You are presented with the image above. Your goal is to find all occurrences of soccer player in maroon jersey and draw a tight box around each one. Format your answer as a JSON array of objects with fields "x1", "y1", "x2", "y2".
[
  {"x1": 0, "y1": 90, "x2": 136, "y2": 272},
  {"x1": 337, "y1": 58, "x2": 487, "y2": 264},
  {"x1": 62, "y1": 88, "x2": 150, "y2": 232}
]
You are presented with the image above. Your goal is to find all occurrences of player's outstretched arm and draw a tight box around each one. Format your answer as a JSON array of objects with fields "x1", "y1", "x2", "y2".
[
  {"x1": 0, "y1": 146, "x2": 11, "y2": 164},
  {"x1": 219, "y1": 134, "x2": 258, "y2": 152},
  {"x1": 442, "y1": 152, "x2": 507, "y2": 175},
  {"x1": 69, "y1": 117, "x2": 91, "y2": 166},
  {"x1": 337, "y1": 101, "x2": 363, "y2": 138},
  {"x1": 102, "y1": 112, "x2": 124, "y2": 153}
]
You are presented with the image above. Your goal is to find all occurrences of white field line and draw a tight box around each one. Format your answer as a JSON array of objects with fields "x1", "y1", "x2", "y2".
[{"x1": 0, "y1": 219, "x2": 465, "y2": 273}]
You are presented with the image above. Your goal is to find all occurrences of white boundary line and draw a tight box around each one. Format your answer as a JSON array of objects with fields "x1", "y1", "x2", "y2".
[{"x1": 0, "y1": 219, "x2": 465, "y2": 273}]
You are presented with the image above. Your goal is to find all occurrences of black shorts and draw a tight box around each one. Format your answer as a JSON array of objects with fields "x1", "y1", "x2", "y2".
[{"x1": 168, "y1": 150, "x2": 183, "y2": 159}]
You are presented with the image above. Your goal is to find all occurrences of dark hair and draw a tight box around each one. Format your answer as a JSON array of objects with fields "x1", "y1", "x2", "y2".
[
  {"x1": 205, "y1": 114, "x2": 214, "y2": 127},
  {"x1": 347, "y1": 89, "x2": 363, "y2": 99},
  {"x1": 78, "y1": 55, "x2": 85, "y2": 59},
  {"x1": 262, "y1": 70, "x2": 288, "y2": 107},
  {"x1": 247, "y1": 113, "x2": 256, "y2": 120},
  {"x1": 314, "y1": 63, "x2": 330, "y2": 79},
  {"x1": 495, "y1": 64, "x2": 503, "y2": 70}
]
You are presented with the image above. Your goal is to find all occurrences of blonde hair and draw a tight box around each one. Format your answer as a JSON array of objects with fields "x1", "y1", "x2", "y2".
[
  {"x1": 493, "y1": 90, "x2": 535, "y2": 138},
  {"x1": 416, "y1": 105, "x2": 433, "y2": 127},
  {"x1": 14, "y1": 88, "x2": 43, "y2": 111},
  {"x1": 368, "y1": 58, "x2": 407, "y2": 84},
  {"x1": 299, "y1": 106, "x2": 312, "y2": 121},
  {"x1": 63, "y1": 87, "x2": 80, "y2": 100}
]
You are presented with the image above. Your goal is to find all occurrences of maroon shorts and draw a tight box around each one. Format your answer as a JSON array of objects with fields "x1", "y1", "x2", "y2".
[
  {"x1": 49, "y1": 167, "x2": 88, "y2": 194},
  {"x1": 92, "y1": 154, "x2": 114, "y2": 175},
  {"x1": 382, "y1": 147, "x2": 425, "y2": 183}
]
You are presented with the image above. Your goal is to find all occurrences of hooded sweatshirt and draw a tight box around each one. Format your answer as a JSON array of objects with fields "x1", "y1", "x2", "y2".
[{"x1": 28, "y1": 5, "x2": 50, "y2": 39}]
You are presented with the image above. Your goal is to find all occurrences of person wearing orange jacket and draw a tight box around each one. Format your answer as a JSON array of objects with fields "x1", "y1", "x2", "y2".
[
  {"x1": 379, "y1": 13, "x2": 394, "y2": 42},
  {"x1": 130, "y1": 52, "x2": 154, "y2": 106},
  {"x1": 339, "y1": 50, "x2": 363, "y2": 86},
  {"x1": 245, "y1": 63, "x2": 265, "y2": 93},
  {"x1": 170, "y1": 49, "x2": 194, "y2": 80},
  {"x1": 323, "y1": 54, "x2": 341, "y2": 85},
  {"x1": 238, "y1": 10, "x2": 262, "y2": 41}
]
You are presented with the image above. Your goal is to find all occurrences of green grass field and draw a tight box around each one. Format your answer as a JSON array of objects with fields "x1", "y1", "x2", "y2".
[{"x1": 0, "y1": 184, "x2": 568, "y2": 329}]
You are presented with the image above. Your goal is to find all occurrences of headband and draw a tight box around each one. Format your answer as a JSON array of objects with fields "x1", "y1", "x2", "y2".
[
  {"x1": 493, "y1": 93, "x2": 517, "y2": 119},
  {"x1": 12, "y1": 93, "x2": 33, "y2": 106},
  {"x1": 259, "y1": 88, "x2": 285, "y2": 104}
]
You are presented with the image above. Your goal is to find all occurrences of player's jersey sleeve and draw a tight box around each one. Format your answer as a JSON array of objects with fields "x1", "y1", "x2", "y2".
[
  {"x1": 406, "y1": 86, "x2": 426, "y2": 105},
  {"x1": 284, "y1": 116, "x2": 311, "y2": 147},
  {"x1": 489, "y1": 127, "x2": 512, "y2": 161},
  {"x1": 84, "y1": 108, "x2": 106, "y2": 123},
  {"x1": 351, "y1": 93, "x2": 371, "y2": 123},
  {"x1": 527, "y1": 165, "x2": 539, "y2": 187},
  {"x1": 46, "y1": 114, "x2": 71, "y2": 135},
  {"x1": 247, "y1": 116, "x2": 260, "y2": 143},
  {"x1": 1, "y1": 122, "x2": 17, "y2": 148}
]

## Assignment
Write the entries again, exactly as they stand.

## Task result
You are presented with the image above. Your goal is to find all occurrences of soccer player in maroon jersey and draw a tight box around each one. Format your answer as a JSON array of objects with fields "x1", "y1", "x2", "y2".
[
  {"x1": 0, "y1": 90, "x2": 136, "y2": 272},
  {"x1": 337, "y1": 58, "x2": 487, "y2": 264},
  {"x1": 62, "y1": 88, "x2": 150, "y2": 232}
]
You are presented with the image above. Your goal is to find all occurrences of player's outstretched arm and draw a tight box around each one. Format your answer as a JSON array of objects with fields "x1", "y1", "x2", "y2".
[
  {"x1": 0, "y1": 146, "x2": 11, "y2": 164},
  {"x1": 219, "y1": 134, "x2": 258, "y2": 152},
  {"x1": 442, "y1": 152, "x2": 507, "y2": 175},
  {"x1": 69, "y1": 117, "x2": 91, "y2": 166},
  {"x1": 337, "y1": 101, "x2": 363, "y2": 138},
  {"x1": 102, "y1": 112, "x2": 124, "y2": 153}
]
You are presented with the image above. Your goal is to find all occurrences of white field line and draw a tight box around each one. Format your answer as a JSON array of objects with fields "x1", "y1", "x2", "y2".
[{"x1": 0, "y1": 219, "x2": 465, "y2": 273}]
You are presented with the image above. Your goal is to find all occurrences of white boundary line and draw a tight box around each one. Format your answer as a JSON array of objects with fields "x1", "y1", "x2", "y2".
[{"x1": 0, "y1": 219, "x2": 465, "y2": 273}]
You are presented with the image above. Your goal is to find all occurrences of black shorts and draw a tight box around each one. Format your answer as a JSON array of objects with fields "x1", "y1", "x2", "y2".
[{"x1": 168, "y1": 150, "x2": 183, "y2": 159}]
You are presented with the image above. Your goal is to find all occurrences of dark hair and draw a tight box around each one. Format your answer as a JSON array of objects with fields "x1", "y1", "x2", "y2".
[
  {"x1": 205, "y1": 114, "x2": 214, "y2": 127},
  {"x1": 347, "y1": 89, "x2": 363, "y2": 99},
  {"x1": 78, "y1": 55, "x2": 85, "y2": 59},
  {"x1": 262, "y1": 70, "x2": 288, "y2": 107},
  {"x1": 247, "y1": 113, "x2": 256, "y2": 120},
  {"x1": 314, "y1": 63, "x2": 330, "y2": 79},
  {"x1": 495, "y1": 64, "x2": 503, "y2": 70}
]
You are presented with the image above. Your goal is to find all occurrences of blonde hair and draw a tight box around each one. Format your answer as a JSON array of objects with fields "x1", "y1", "x2", "y2".
[
  {"x1": 493, "y1": 90, "x2": 535, "y2": 138},
  {"x1": 416, "y1": 105, "x2": 433, "y2": 127},
  {"x1": 14, "y1": 88, "x2": 43, "y2": 111},
  {"x1": 368, "y1": 58, "x2": 407, "y2": 84},
  {"x1": 299, "y1": 106, "x2": 312, "y2": 121},
  {"x1": 63, "y1": 87, "x2": 80, "y2": 100}
]
You are presented with the image above. Your goal is to find all occurrences of maroon shorts and draw a tight box around each one. Format your answer as a JSON array of objects with fields "x1", "y1", "x2", "y2".
[
  {"x1": 49, "y1": 167, "x2": 88, "y2": 194},
  {"x1": 92, "y1": 154, "x2": 114, "y2": 175},
  {"x1": 382, "y1": 147, "x2": 425, "y2": 183}
]
You are presented with the image above. Your goal is to find all occurrences of hooded sweatshirt and draw a tight box around each one. Format your answer as a JSON array of objects with fields "x1", "y1", "x2", "y2".
[{"x1": 28, "y1": 5, "x2": 50, "y2": 39}]
You are presented with the image above. Your goal is to find all occurrences of person wearing orange jacket and draw a tight box around each one. Format your answer as a JSON array of objects with fields "x1", "y1", "x2", "y2".
[
  {"x1": 379, "y1": 13, "x2": 394, "y2": 42},
  {"x1": 130, "y1": 52, "x2": 154, "y2": 106},
  {"x1": 339, "y1": 50, "x2": 363, "y2": 86},
  {"x1": 245, "y1": 63, "x2": 265, "y2": 93},
  {"x1": 170, "y1": 49, "x2": 194, "y2": 80},
  {"x1": 323, "y1": 54, "x2": 341, "y2": 85},
  {"x1": 238, "y1": 10, "x2": 262, "y2": 41}
]
You are presented with the image above. Your goal is to find all occurrences of green grass field and draw a tight box around each one. Format your answer as a JSON array of objects with fields "x1", "y1", "x2", "y2".
[{"x1": 0, "y1": 184, "x2": 568, "y2": 329}]
You are presented with the image above. Your goal is to find all occurrences of headband and draw a tight box around each one. Format your answer as a JSON array of objects with fields "x1", "y1", "x2", "y2".
[
  {"x1": 493, "y1": 93, "x2": 517, "y2": 119},
  {"x1": 12, "y1": 93, "x2": 33, "y2": 106},
  {"x1": 259, "y1": 88, "x2": 285, "y2": 104}
]
You are presented with the image above. Your goal is to find all occurrences of player's jersey sleeve and draw a tight box around each one. Format your answer as a JSON array of objects with fields "x1", "y1", "x2", "y2".
[
  {"x1": 406, "y1": 86, "x2": 426, "y2": 105},
  {"x1": 284, "y1": 116, "x2": 311, "y2": 147},
  {"x1": 489, "y1": 127, "x2": 512, "y2": 161},
  {"x1": 84, "y1": 108, "x2": 106, "y2": 123},
  {"x1": 351, "y1": 93, "x2": 371, "y2": 123},
  {"x1": 527, "y1": 165, "x2": 539, "y2": 187},
  {"x1": 46, "y1": 114, "x2": 71, "y2": 135},
  {"x1": 247, "y1": 116, "x2": 260, "y2": 143},
  {"x1": 1, "y1": 122, "x2": 17, "y2": 148}
]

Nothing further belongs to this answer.